## SHORT TASK A
Using the account of Thomas F. Rew's B-26 training flight, answer each question on its own line:
(i) At which base was Rew stationed in 1944?
(ii) What nickname was the B-26 known by?
(iii) At what altitude did the bomber go into a spin?
## SHORT TASK B
List every military rank that the account of Thomas F. Rew's B-26 training flight gives for Rew or his son.
## SHORT TASK C
Carry on the account of Thomas F. Rew's B-26 training flight, starting after its final sentence.

## EXCERPTED TEXT
###
Joined by two of his three sons in the sunroom of the home he’s lived in for nearly a half century, 100-year-old Maj. Gen. Thomas F. Rew vividly recalls one of the most harrowing experiences of his life, and of his 34-year career as a U.S. Air Force officer. In 1944, America was in its third year of war against the Axis enemy in World War II, and 22-year-old Tom Rew was a second lieutenant in the Army Air Forces stationed at Rattlesnake Army Air Force Base near Pyote, Texas.
Tom was flying a B-26 Marauder bomber as co-pilot on a training mission in which the aircraft was tasked with pulling an airborne target on a cable so that incoming fighter aircraft could practice approaching and attacking the target. The aircraft commander seemed to have only nominal control of the bomber but refused to relinquish his control to Tom.
“He was an authoritative commander, and he was flying erratically,” says Tom. “He wouldn’t let me touch the controls or do anything. I kept telling him, ‘Watch your airspeed! Watch your airspeed!’ Next thing I knew, he had us in a spin at 15,000 feet.”
As Tom tells the story, his son Bill, a retired U.S. Air Force lieutenant general and former F-16 fighter pilot, interjects: “The B-26 was known as ‘the widowmaker’ because when it stalled, it would go into a spin fairly easily.” Pulling a B-26 out of a dangerous spin was difficult if not impossible.
The aircraft now completely out of control and hopelessly spinning toward the Earth, Tom knew he had to get out, but how? In those days, ejection seats did not exist. Fighter pilots had to open their aircraft canopies, climb out of their cockpits, and jump. But for bomber crews, it was not nearly as simple. Tom climbed out of his seat and managed to crawl toward the rear of the aircraft, battling tremendous centrifugal force along the way. The unknown gravity forces were literally pinning Tom’s body against the inner bulkhead of the doomed airplane. “I was fighting to get out,” Tom says.
###
## DATA BLOCK
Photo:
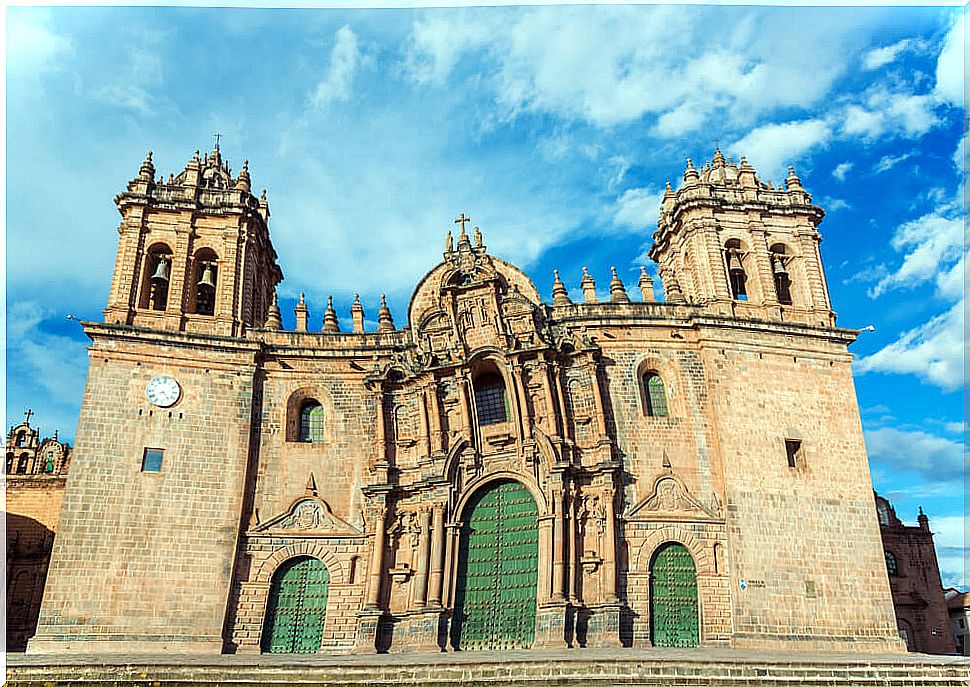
###
## ANSWER A
(i) Rattlesnake Army Air Force Base near Pyote, Texas
(ii) "the widowmaker"
(iii) 15,000 feet

## ANSWER B
- Major general (Maj. Gen.)
- Second lieutenant
- Lieutenant general

## ANSWER C
For some reason, the bomb bay doors — the hatch where the bombs are released — did not open using the normal switch in the cockpit. Tom could have lowered the landing gear and exited the plane through the nose gear opening, but that would not have helped the two crew members in the back of the plane escape. He made his way to the back to open the doors manually so everyone on the plane would have a chance to get out. Once he reached the bomb bay doors, he went through several steps to manually open the doors. The doors finally opened, and Tom and one other airman bailed out at only 500 feet. His parachute opened successfully, but Tom hit the ground hard. He was badly bruised but otherwise unscathed, and he was alive.
The aircraft commander and one other crew member perished when the bomber slammed into the ground and exploded. “I got out okay, my parachute opened, I drifted, then landed in the boondocks of West Texas,” says Tom. “It was something else.”
Tom’s sons attribute their father’s ability to survive that day to three reasons. First, Tom was an athlete — a gymnast, a swimmer, a basketball player, and a member of the Springfield, Massachusetts, college dive team. Second, the day prior to the crash, Tom was on the flight line playing football with some of his buddies when the ball inadvertently bounced toward one of the airplanes. Tom picked up the ball and asked the maintenance crew working on the plane what they were doing. They told him they were working on the bomb bay door, and they fortuitously showed Tom an alternate way of opening the bomb bay doors. Third, and perhaps most importantly, was Tom’s will to live.
“Dad always told us, ‘The will to win is the will to live,’” says Bill, “without which he’d likely have been in a smoking hole in West Texas, and we wouldn’t be here having this conversation today.”
Tom attributes his instinctive determination “to survive against all odds” to his father, a British sailor in the Royal Navy who, during World War I, survived the sinking of three different ships that were torpedoed and sunk. “After the third time, my father left the Navy and joined the Canadian army, part of the British Commonwealth,” says Tom. “He finished his service on the ground, surviving a mustard gas attack and other perils while fighting from the trenches on the Western Front.”
Like his dad, Tom also made a choice following his survival — not to switch services but a choice as to the role he wanted to play as an Air Force pilot. Instead of going to war as a co-pilot, Tom chose to become an aircraft commander, which would afford him more control over his fate in a crisis.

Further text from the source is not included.